Retards dans la réalisation des projets
 
En ce qui concerne les mesures prises pour assurer l’approvisionnement durable en eau potable, ledit rapport explique qu’« il a été constaté un retard dans la réalisation des projets de raccordement des bassins versants,  prévus dans la stratégie nationale de l'eau 2009-2030, tel que le projet portant sur le transfert de l'excédent d'eau du bassin du Sebou vers le barrage de Sidi Mohamed Ben Abdallah dans le bassin du Bouregreg, et le raccordement de celui-ci au barrage d’Al-Massira dans le bassin d'Oum Errabia, visant à renforcer et sécuriser l'approvisionnement en eau potable du Grand Marrakech.

De même, les travaux de construction de six (6) barrages accusent un retard par rapport aux prévisions de la stratégie susvisée ; il s’agit des barrages de Sidi Abbou dans la province de Taounate (8 ans), Kheng Grou dans la province de Figuig (7 ans), Taghzirt dans la province de Béni Mellal et Boulaouane dans la province de Chichaoua (5 ans), Beni Azimane dans la province de Driouch (4 ans), et Ait Ziat dans la province d’Al Haouz (1 an).
□ □ □ □ □ □ □
• [LISTE DES ACTIVITÉS]:
1. Relevez, dans l'extrait sur les retards des projets liés à l'eau, le nom de chacun des barrages dont la construction a pris du retard.
2. Poursuivez l'extrait sur les retards des projets liés à l'eau à partir de sa dernière phrase.
Les items ne sont pas utiles pour ce travail.
□ □ □ □ □ □ □
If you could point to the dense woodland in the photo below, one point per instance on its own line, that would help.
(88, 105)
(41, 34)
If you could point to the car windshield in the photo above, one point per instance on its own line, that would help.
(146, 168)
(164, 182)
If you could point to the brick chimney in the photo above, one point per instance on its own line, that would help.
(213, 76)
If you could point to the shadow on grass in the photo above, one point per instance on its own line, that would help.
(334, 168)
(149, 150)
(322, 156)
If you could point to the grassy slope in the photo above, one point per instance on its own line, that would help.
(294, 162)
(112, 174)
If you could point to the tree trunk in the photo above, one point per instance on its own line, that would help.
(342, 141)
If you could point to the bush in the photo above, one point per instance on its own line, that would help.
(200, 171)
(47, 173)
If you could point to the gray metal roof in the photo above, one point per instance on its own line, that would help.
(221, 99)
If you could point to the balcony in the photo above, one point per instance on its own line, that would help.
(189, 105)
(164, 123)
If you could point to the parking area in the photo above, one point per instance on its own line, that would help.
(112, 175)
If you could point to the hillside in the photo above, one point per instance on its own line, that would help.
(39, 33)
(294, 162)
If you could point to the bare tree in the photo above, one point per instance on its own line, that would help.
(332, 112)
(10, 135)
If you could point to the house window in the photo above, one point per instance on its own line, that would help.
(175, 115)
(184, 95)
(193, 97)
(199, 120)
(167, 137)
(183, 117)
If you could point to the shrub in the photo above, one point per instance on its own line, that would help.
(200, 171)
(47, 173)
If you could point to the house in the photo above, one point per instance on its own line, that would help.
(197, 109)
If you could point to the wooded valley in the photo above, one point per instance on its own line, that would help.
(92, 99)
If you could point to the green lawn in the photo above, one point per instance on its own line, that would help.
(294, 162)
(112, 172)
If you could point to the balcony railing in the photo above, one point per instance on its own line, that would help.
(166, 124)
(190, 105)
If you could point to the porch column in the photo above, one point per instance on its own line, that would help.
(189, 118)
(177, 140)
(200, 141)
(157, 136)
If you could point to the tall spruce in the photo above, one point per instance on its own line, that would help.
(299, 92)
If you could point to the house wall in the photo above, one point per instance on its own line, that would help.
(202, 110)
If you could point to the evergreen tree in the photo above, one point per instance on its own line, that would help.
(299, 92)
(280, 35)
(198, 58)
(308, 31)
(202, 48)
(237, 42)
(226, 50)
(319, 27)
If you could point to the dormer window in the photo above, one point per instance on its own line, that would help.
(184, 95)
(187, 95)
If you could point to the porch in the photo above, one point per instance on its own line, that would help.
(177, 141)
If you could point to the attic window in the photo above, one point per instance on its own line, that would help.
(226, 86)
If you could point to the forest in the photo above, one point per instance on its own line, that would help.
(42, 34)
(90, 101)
□ □ □ □ □ □ □
• [RÉPONSES AUX TÂCHES]:
1. Sidi Abbou, Kheng Grou, Taghzirt, Boulaouane, Beni Azimane, Ait Ziat

2.
En outre, il est relevé le non-respect du calendrier prévu pour la réalisation du projet relatif à la construction de la station de dessalement à Casablanca, qui devait être lancé en 2010, mais dont l'appel à manifestation d'intérêt n'a été lancé qu'en mars 2022; en plus de la non-réalisation du projet de dessalement à Saïdia, qui devait être lancé en 2015; en revanche, il a été programmé le lancement en 2022, d’une étude de faisabilité d’un projet de dessalement de l’eau de mer à Nador ».

De plus, ajoute le document, il a été relevé que l’exécution de 78 projets portant sur la production et la distribution de l’eau potable, dont le coût global s’élevait jusqu’au juillet 2022 à 3,9 MMDH, connaît des difficultés liées principalement aux conséquences de la pandémie de Covid-19, et au renchérissement des prix des matières premières, d’une part, et aux dommages ayant affecté ces projets à cause des travaux de construction de routes et de pistes adjacentes, sans prendre les précautions nécessaires, d’autre part.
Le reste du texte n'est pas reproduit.